=== Source passage ===
Also, at the Berrymoor pit, owls from other locals have been re-appearing, providing an insight into their movements and life cycle. In 2018, one Saw-Whet owl captured at the Berrymoor site was previously banded three years earlier, about six hundred kilometres away in Prince Albert, Saskatchewan.
One of the added benefits of the kestrel and owl-monitoring programs is that it is a great way to engage the community and educate them about the work that Lafarge Canada is doing to protect local wildlife.
“It’s the perfect species in so many ways,” Priestley says. “One of the ways is the association they have with pastures and the local ranchers in the area, and the work they’ve done in managing their land. Seeing the kestrels there demonstrates to the ranchers that the conservation work they’ve done is effective, because it’s an indication that it’s a productive landscape; not just for the cattle but also for some wild species, like kestrels.”
Another positive outcome from the owl and kestrel-monitoring programs have been their increasing popularity within the local communities and schools.
Lafarge Canada has been hosting tours of the kestrel nesting boxes and the owl monitoring program for the general public for a few years now, and every year the tours have seen increasing attendance.
The company’s owl monitoring event, hosted in October, attracted 180 people from the local communities this year. Thirty people attended the July public tour of the nest boxes and the tagging of the baby kestrels.
“We have a lot of buy-in from our management for these programs, and they are very supportive of what we are trying to do,” says Bill Gowdy, Lafarge Canada’s environment and public affairs manager for northern Alberta.
Priestley says one of the most interesting things about his work with Lafarge Canada is that his team is monitoring the local kestrel and owl populations while production is ongoing at the Berrymoor site.
“The main goal is to maintain habitat,” he says. “We all use gravel, we use it all the time. Let’s extract it and make sure wildlife is considered while we’re operating in that area.”
Unlike some companies that preach the desire to have sustainable operations but offer very little in terms of tangible results, Priestley says biodiversity programs like Lafarge Canada’s offer the communities they operate within results they can see.
All of the monitoring information collected over the years, supports that development and wildlife can coexist.
=== Provided material ===
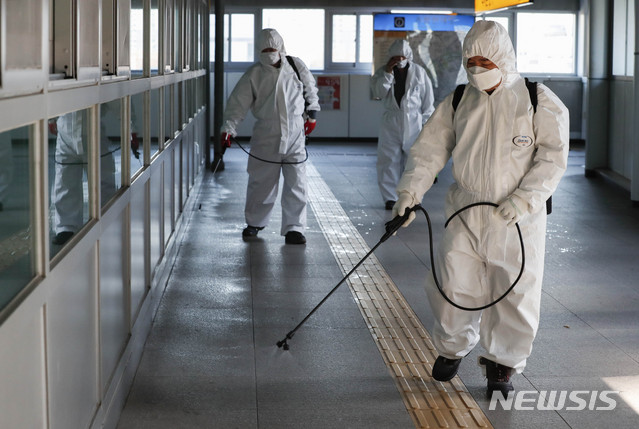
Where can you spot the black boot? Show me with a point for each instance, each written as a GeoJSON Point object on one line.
===
# Questions on the material
(a) Reproduce word for word the part of the Berrymoor wildlife passage that opens with the words "Lafarge Canada has" and closes with "for northern Alberta.".
(b) According to the Berrymoor wildlife passage, how many people attended the owl monitoring event held in October this year?
(c) Write what comes next in the Berrymoor wildlife passage, starting after its final sentence.

# Solved problems
(a)
Lafarge Canada has been hosting tours of the kestrel nesting boxes and the owl monitoring program for the general public for a few years now, and every year the tours have seen increasing attendance.
The company’s owl monitoring event, hosted in October, attracted 180 people from the local communities this year. Thirty people attended the July public tour of the nest boxes and the tagging of the baby kestrels.
“We have a lot of buy-in from our management for these programs, and they are very supportive of what we are trying to do,” says Bill Gowdy, Lafarge Canada’s environment and public affairs manager for northern Alberta.

(b) 180 people from the local communities.

(c)
“We can actually demonstrate what we’ve done,” Priestley says. “There are some tangibles here we can show and point to… we’re not just coming into your community and saying we’re going to be stewards of the environment; and we’re going to care about the wildlife in the area. Look at the sites we’ve worked in and what we’ve been able to accomplish.”
Priestley says that inviting local residents to come out and see the sites firsthand and interact with Lafarge Canada’s senior management speaks volumes for the way the company conducts itself.
“We had 180 people from the local community and area stakeholders from many sectors come including: local councillors, people from schools, regulatory bodies, Junior Forest Wardens, watershed groups: everybody is welcome to come to get the message out as widely as possible,” he says. “Senior management is there, and at any point, anybody can ask any question they want. Challenge us on how we’re conducting ourselves, or our impact on the environment’s wildlife, or water, or whatever your concern might be. It’s open for that.”
That transparency and willingness to engage in the community in this type of format is not something every company would be comfortable with doing, but Priestley says it pays dividends in terms of generating trust and positive public relations.
“There’s a competitive edge that having these types of programs can give you,” he says. “The community receives more value from this activity, that’s the edge. But beyond that, I think the whole industry can benefit when individual companies or people start doing these kinds of things. I think it maybe reframes how people perceive the gravel industry as a whole. I’d love to see more of that.”